▶ [REQUIRED WORK]: Write out every record below word for word, with nothing changed.

▶ [RECORDS PROVIDED]:
------------------------------------

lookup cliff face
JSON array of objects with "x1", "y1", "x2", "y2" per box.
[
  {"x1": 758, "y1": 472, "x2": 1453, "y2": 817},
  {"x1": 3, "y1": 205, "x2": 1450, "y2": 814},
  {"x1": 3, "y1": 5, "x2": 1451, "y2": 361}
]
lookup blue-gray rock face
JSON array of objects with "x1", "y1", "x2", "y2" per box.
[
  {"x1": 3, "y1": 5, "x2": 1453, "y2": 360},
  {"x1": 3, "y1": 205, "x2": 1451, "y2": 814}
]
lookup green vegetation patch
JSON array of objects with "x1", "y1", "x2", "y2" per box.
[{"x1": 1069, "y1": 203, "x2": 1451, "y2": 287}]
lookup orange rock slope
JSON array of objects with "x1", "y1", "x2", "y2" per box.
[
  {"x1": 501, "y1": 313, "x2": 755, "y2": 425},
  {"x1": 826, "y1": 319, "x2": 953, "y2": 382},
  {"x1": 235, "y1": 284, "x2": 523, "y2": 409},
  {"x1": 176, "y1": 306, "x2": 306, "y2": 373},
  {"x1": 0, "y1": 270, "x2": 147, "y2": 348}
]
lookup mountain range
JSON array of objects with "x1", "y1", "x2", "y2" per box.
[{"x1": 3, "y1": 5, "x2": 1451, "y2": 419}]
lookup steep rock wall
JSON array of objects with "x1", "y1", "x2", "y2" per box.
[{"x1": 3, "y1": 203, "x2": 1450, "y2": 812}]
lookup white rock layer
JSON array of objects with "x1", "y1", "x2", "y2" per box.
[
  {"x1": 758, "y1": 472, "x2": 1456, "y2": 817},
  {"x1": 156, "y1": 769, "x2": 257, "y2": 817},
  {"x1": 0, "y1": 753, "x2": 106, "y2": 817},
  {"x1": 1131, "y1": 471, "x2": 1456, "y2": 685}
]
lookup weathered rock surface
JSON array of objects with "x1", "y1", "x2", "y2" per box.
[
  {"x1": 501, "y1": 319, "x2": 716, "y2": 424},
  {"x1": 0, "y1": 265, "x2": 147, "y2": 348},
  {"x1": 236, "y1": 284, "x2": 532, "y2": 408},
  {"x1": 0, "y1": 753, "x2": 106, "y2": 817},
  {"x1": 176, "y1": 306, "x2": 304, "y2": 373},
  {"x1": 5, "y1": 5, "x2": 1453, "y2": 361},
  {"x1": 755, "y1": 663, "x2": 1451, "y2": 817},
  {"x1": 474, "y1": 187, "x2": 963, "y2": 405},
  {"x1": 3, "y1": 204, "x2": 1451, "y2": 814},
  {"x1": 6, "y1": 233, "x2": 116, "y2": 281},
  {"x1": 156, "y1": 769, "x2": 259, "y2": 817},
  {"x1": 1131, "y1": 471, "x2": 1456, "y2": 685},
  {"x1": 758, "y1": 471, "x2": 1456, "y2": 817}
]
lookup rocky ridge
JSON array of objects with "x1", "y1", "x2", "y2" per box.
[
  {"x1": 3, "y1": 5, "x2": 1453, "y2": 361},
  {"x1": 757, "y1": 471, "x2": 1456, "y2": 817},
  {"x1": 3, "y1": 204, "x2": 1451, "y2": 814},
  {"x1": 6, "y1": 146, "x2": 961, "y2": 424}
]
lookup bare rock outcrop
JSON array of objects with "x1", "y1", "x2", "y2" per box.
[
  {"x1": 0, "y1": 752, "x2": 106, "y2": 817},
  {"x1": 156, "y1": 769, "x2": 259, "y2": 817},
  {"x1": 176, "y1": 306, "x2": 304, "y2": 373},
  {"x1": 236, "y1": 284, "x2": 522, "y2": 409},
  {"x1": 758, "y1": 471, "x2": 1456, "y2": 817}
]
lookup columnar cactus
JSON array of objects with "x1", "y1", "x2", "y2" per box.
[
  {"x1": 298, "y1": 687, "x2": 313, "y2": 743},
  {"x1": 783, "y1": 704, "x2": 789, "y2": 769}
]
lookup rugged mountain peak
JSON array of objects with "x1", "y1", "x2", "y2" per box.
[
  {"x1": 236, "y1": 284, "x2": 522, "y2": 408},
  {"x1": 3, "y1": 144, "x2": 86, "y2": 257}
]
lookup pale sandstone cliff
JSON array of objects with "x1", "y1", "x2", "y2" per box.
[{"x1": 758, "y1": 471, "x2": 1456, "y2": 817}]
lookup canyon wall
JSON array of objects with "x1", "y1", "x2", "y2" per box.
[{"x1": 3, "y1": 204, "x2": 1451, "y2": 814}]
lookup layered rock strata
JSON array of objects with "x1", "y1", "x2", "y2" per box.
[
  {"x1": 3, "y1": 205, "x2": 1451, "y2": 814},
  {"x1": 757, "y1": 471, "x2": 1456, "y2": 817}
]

------------------------------------

▶ [COMPLETED EXERCISE]:
lookup cliff face
JSON array of objects with "x1", "y1", "x2", "y2" per box.
[
  {"x1": 758, "y1": 472, "x2": 1453, "y2": 817},
  {"x1": 3, "y1": 205, "x2": 1450, "y2": 814},
  {"x1": 3, "y1": 5, "x2": 1451, "y2": 361}
]
lookup blue-gray rock face
JSON array of objects with "x1", "y1", "x2", "y2" per box.
[
  {"x1": 3, "y1": 5, "x2": 1453, "y2": 360},
  {"x1": 3, "y1": 205, "x2": 1451, "y2": 814}
]
lookup green vegetation patch
JSON array of objects with "x1", "y1", "x2", "y2" per box.
[{"x1": 1069, "y1": 203, "x2": 1451, "y2": 287}]
lookup orange rock slope
JSON array of objects with "x1", "y1", "x2", "y2" per box.
[
  {"x1": 501, "y1": 313, "x2": 755, "y2": 425},
  {"x1": 826, "y1": 319, "x2": 953, "y2": 382},
  {"x1": 235, "y1": 284, "x2": 523, "y2": 409},
  {"x1": 176, "y1": 306, "x2": 306, "y2": 373},
  {"x1": 0, "y1": 270, "x2": 147, "y2": 348}
]
lookup mountain range
JSON array of objects with "x1", "y1", "x2", "y2" per box.
[{"x1": 3, "y1": 5, "x2": 1451, "y2": 419}]
lookup steep rock wall
JSON array of objects with "x1", "y1", "x2", "y2" per box.
[{"x1": 3, "y1": 203, "x2": 1450, "y2": 812}]
lookup white rock layer
JSON array of objects with "x1", "y1", "x2", "y2" per box.
[
  {"x1": 758, "y1": 472, "x2": 1456, "y2": 817},
  {"x1": 156, "y1": 769, "x2": 257, "y2": 817},
  {"x1": 0, "y1": 753, "x2": 106, "y2": 817},
  {"x1": 1131, "y1": 471, "x2": 1456, "y2": 685}
]
lookup weathered rock surface
JSON array of objects with "x1", "y1", "x2", "y2" per box.
[
  {"x1": 501, "y1": 319, "x2": 716, "y2": 424},
  {"x1": 0, "y1": 265, "x2": 147, "y2": 348},
  {"x1": 236, "y1": 284, "x2": 532, "y2": 408},
  {"x1": 0, "y1": 753, "x2": 106, "y2": 817},
  {"x1": 176, "y1": 306, "x2": 304, "y2": 373},
  {"x1": 5, "y1": 5, "x2": 1453, "y2": 361},
  {"x1": 755, "y1": 663, "x2": 1451, "y2": 817},
  {"x1": 474, "y1": 187, "x2": 963, "y2": 405},
  {"x1": 3, "y1": 204, "x2": 1451, "y2": 814},
  {"x1": 6, "y1": 233, "x2": 116, "y2": 281},
  {"x1": 156, "y1": 769, "x2": 259, "y2": 817},
  {"x1": 1131, "y1": 471, "x2": 1456, "y2": 685},
  {"x1": 758, "y1": 471, "x2": 1456, "y2": 817}
]
lookup rocky ridge
JSON array of objects with "x1", "y1", "x2", "y2" per box.
[
  {"x1": 3, "y1": 5, "x2": 1453, "y2": 361},
  {"x1": 757, "y1": 471, "x2": 1456, "y2": 817},
  {"x1": 3, "y1": 204, "x2": 1451, "y2": 814},
  {"x1": 6, "y1": 146, "x2": 961, "y2": 424}
]
lookup bare rock outcrop
JSON array of objects with "x1", "y1", "x2", "y2" per box.
[
  {"x1": 0, "y1": 752, "x2": 106, "y2": 817},
  {"x1": 156, "y1": 769, "x2": 259, "y2": 817},
  {"x1": 176, "y1": 306, "x2": 304, "y2": 373},
  {"x1": 236, "y1": 284, "x2": 522, "y2": 409},
  {"x1": 758, "y1": 471, "x2": 1456, "y2": 817}
]
lookup columnar cactus
JSON array of objects with "x1", "y1", "x2", "y2" per box.
[
  {"x1": 298, "y1": 687, "x2": 313, "y2": 743},
  {"x1": 783, "y1": 704, "x2": 789, "y2": 769}
]
lookup rugged mountain peak
JSON array of objects with "x1", "y1", "x2", "y2" per box.
[
  {"x1": 236, "y1": 284, "x2": 522, "y2": 408},
  {"x1": 3, "y1": 144, "x2": 86, "y2": 257}
]
lookup pale sandstone cliff
JSON array of objects with "x1", "y1", "x2", "y2" per box.
[{"x1": 758, "y1": 471, "x2": 1456, "y2": 817}]
lookup canyon wall
JSON array of objects with "x1", "y1", "x2", "y2" per box.
[{"x1": 3, "y1": 204, "x2": 1451, "y2": 814}]
lookup layered rock strata
JSON array of objects with "x1", "y1", "x2", "y2" per box.
[
  {"x1": 3, "y1": 205, "x2": 1451, "y2": 814},
  {"x1": 757, "y1": 471, "x2": 1456, "y2": 817}
]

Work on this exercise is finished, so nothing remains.